- Provided text
>> start
As for the expected value of cards in booster packs: that's always going to be lower than the price of the booster pack. Why? Because stores purchase packs wholesale, and if the expected value of the pack is greater than the MSRP of the pack, they'll just open the packs instead and sell the cards individually.
So Wizards can't tell you the expected value of a given pack, or even predict the price of a given card on the secondary market.
[0] The demand is determined by the metagame, which Wizards has only very loose control over in the short- and medium- term.
[1] Pre-built decks almost never contain cards that are particularly valuable; they're meant for beginners or casual players, whereas the players who care about the valuable cards are "power players", so to speak.
Each card is assigned a rarity (common, uncommon, rare, mythic rare) based on its power
This is not really true. Rarity is a combination of power level, complexity and some other design principles. For example, cards which appear at common rarity can have powerful effects, but they must be simple and straightforward effects, easy for a newer player to understand (since commons will be the majority of the cards a new player sees). Uncommons are permitted to be slightly more complex, and rares and mythics more complex yet.
Several cards which even in recent years appeared at common in their respective sets are considered too powerful to reprint in the Standard format at any rarity. And of the seven cards currently banned in Standard (which is a massive failure on the part of the set design/development teams, and almost unprecedented in the game's history), one (Attune with Aether) is a common, and three (Felidar Guardian, Ramunap Ruins, Rogue Refiner) are uncommons.
All cards of a given rarity have the exact same probability of showing up in a given booster pack.
This is also not always true due to the logistics of the printing process.
A while back I posted a comment on reddit about how it can happen, sometimes, that not all cards of a given rarity are equally likely to appear in a booster pack:
The tl;dr is that the math of setting up the printing sheets doesn't always work out perfectly with the number of cards the set needs at a given rarity (commons are printed on one set of sheets, uncommons on another, and rares/mythics on a third set of sheets). Which sometimes -- though not always -- can lead to a card being slightly underprinted relative to other cards of the same rarity.
WotC could price individual cards based on the price of a pack, and the chance of getting a card in a pack.
For example, if a booster pack costs $10, and the chance of including a given card is X%, then price the card a la carte at X% * $10 and allow people to buy it directly. I wouldn't be opposed to them selling randomized boosters as well, based on gambling concerns [1], if it were possible to buy individual cards for this price. You could additionally offer a bulk discount.
>> end
- Aim
Please resume the discussion of booster pack card values and rarity, picking up right after its final sentence.

- Source excerpt
>> start
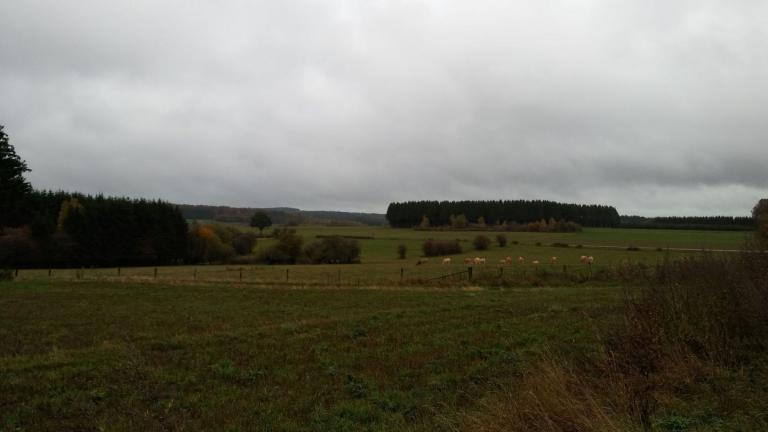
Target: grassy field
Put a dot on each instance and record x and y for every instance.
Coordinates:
>> end
- Exercise response
(OK, it's a little more complicated than that because the library of cards is larger than a booster pack, so it's not just a flat percentage chance to include each card, but you could normalize the probabilities to account for this.)
[1] I'm not sure that I'm actually opposed to this, but I understand the argument.
I saw that a ton as a teen. I always felt sick at the idea so I had a built deck at a set price. But friends would buy a pack. Then just one more. Just one more. Okay last one.
Surely part of the concern here is that the audience for these games include children who are incapable of making an informed decision.
> Hassan urged the ESRB in the letter to examine whether loot boxes are being marketed "in an ethical and transparent way that adequately protects the developing minds of young children from predatory practices."
I wonder about this because as a child I and my siblings were big into Pokémon cards. At the height of the hype my parents bought a 100 pack of booster packs and would periodically dangle them in front of us as rewards.
In the end we got a lot of new cards and my parents got a decent amount of chores done. I’m about to turn 28 and I’ve never had any sort of gambling problem (but I have had my own other non Pokémon related problems that were probably at least somewhat related to my parents)
They can manipulate the content in every way imaginable, that is a literal truth. They can skew the drops any way they like, there is no transparency. At least with packs the contents can't change with a backend update.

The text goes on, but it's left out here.